Without the images, output every record exactly as it appears.

------ Material supplied

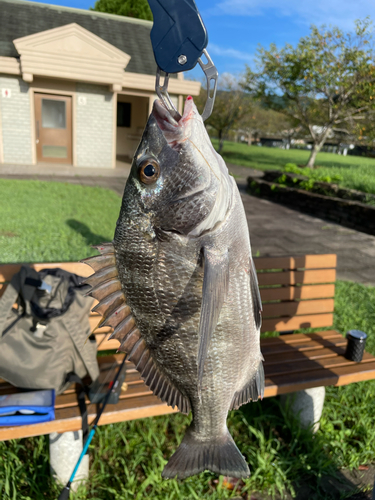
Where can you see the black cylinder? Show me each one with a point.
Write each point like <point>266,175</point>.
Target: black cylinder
<point>356,345</point>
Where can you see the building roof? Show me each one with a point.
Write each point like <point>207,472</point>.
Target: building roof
<point>22,18</point>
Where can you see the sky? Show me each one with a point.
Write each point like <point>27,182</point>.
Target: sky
<point>236,27</point>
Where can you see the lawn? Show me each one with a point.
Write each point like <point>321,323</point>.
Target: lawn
<point>357,172</point>
<point>50,221</point>
<point>127,458</point>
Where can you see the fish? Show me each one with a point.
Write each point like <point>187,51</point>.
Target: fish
<point>179,287</point>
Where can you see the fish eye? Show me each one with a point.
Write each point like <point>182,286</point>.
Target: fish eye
<point>148,171</point>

------------

Response box ->
Where can you see the black cylinder? Show me each one with a point.
Write each point like <point>266,175</point>.
Target: black cylinder
<point>356,345</point>
Where can you see the building roof? Show me each one with a point.
Write each point like <point>207,472</point>.
Target: building roof
<point>22,18</point>
Where can you see the sky? Show me each one with a point.
Write each point like <point>27,182</point>.
Target: sky
<point>236,27</point>
Where can you see the lawn? Show me each one with a point.
Write each point like <point>321,323</point>.
Target: lawn
<point>357,172</point>
<point>50,221</point>
<point>127,458</point>
Where can you see the fish? Show me each one with a point.
Write each point like <point>187,51</point>.
Target: fish
<point>179,287</point>
Where can you see the fish eye? Show me each one with a point.
Write each point like <point>182,286</point>.
Target: fish eye
<point>148,171</point>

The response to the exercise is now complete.